* [The problem]:
Every entry needs to be reproduced exactly.

** Opening Provided records block **

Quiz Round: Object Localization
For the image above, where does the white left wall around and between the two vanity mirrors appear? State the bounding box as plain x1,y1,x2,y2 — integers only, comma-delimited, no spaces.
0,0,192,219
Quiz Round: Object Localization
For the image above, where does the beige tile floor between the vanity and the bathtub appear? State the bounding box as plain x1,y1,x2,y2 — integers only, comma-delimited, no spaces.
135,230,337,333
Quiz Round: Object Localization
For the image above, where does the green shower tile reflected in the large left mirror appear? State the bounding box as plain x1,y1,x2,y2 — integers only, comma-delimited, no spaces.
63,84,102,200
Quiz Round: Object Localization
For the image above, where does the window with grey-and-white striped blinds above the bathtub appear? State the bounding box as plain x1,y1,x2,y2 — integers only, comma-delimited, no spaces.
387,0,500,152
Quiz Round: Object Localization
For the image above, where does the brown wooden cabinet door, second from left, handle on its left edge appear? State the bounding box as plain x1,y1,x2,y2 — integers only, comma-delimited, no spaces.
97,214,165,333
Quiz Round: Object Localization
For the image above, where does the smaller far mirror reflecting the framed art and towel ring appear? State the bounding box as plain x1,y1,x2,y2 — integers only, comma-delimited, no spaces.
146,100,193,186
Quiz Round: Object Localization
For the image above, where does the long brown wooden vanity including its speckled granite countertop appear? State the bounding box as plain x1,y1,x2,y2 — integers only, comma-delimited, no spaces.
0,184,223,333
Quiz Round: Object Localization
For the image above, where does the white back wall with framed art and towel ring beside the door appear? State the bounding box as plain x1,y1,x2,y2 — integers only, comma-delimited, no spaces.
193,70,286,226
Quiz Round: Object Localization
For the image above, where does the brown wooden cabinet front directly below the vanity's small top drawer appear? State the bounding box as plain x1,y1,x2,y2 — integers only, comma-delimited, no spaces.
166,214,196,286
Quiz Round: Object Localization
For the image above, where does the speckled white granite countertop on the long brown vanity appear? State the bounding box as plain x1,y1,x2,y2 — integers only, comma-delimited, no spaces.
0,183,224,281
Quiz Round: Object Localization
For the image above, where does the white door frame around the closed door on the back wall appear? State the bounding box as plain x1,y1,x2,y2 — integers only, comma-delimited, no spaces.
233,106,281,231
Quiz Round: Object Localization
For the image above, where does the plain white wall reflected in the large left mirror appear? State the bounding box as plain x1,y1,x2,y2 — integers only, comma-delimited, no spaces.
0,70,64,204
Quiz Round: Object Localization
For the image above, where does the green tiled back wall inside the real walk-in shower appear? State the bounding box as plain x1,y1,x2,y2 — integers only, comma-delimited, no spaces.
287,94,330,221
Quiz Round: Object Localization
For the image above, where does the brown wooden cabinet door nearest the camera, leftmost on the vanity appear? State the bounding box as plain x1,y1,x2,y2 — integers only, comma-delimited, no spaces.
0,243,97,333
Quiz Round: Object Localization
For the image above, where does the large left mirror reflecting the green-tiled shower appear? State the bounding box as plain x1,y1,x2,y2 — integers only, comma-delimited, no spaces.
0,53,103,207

** Closing Provided records block **

* [Response]:
Quiz Round: Object Localization
For the image above, where does the white left wall around and between the two vanity mirrors appear? State the bounding box as plain x1,y1,x2,y2 — integers only, comma-delimited, no spaces.
0,0,192,219
Quiz Round: Object Localization
For the image above, where does the beige tile floor between the vanity and the bathtub appear? State the bounding box as plain x1,y1,x2,y2 — integers only, comma-delimited, no spaces.
135,230,337,333
Quiz Round: Object Localization
For the image above, where does the green shower tile reflected in the large left mirror appear? State the bounding box as plain x1,y1,x2,y2 — integers only, comma-delimited, no spaces.
63,84,102,200
Quiz Round: Object Localization
For the image above, where does the window with grey-and-white striped blinds above the bathtub appear? State the bounding box as plain x1,y1,x2,y2 — integers only, comma-delimited, no spaces.
387,0,500,152
Quiz Round: Object Localization
For the image above, where does the brown wooden cabinet door, second from left, handle on its left edge appear? State the bounding box as plain x1,y1,x2,y2 — integers only, comma-delimited, no spaces.
97,214,165,333
Quiz Round: Object Localization
For the image above, where does the smaller far mirror reflecting the framed art and towel ring appear? State the bounding box as plain x1,y1,x2,y2 — integers only, comma-delimited, no spaces.
146,100,193,186
Quiz Round: Object Localization
For the image above, where does the long brown wooden vanity including its speckled granite countertop appear? State the bounding box as plain x1,y1,x2,y2 — integers only, comma-delimited, no spaces.
0,184,223,333
Quiz Round: Object Localization
For the image above, where does the white back wall with framed art and towel ring beside the door appear? State the bounding box as plain x1,y1,x2,y2 — integers only, comma-delimited, no spaces.
193,70,286,226
Quiz Round: Object Localization
For the image above, where does the brown wooden cabinet front directly below the vanity's small top drawer appear? State the bounding box as plain x1,y1,x2,y2 — integers only, comma-delimited, no spaces.
166,214,196,286
Quiz Round: Object Localization
For the image above, where does the speckled white granite countertop on the long brown vanity appear? State the bounding box as plain x1,y1,x2,y2 — integers only, comma-delimited, no spaces.
0,183,224,281
Quiz Round: Object Localization
For the image above, where does the white door frame around the closed door on the back wall appear? State the bounding box as plain x1,y1,x2,y2 — integers only, comma-delimited, no spaces.
233,106,281,231
Quiz Round: Object Localization
For the image above, where does the plain white wall reflected in the large left mirror appear? State the bounding box as plain x1,y1,x2,y2 — integers only, comma-delimited, no spaces.
0,70,64,204
Quiz Round: Object Localization
For the image above, where does the green tiled back wall inside the real walk-in shower appear? State the bounding box as plain x1,y1,x2,y2 — integers only, comma-delimited, no spaces.
287,94,330,221
Quiz Round: Object Localization
For the image above, where does the brown wooden cabinet door nearest the camera, leftmost on the vanity appear? State the bounding box as plain x1,y1,x2,y2 — integers only, comma-delimited, no spaces.
0,243,97,333
Quiz Round: Object Localization
For the image above, where does the large left mirror reflecting the green-tiled shower appear? State the bounding box as plain x1,y1,x2,y2 — integers only, comma-delimited, no spaces.
0,53,103,207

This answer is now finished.